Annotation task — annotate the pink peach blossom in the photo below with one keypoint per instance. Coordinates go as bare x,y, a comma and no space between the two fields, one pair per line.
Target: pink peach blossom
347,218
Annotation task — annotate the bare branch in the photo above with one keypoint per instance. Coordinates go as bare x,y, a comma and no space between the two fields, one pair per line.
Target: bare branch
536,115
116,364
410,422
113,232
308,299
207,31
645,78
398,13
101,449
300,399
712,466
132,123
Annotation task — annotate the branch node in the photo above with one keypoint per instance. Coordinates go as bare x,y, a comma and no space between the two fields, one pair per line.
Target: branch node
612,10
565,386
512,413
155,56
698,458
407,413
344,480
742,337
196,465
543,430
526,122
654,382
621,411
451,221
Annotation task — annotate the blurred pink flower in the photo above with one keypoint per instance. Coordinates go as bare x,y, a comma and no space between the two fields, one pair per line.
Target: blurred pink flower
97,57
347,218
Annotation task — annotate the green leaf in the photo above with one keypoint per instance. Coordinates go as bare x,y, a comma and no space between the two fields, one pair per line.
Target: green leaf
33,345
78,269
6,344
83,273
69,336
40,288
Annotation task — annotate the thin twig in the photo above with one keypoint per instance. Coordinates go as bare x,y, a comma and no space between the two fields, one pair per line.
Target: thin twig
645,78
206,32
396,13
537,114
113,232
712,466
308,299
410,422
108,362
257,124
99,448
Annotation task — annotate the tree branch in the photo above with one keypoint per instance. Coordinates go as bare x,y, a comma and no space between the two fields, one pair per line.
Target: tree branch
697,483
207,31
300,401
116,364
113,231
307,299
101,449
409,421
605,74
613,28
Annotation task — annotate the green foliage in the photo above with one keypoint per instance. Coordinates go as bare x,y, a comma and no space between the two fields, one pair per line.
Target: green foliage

------

## Written problem
Reproduce word for word the stretch of the records above, from the line containing "Annotation task — annotate the green foliage" through the end of the records.

## Answer to the problem
Annotation task — annotate the green foliage in the photo above with one keypoint per instance. Coordinates go as bare x,y, a comma and no space between the two fields, one pair per line.
Target: green foliage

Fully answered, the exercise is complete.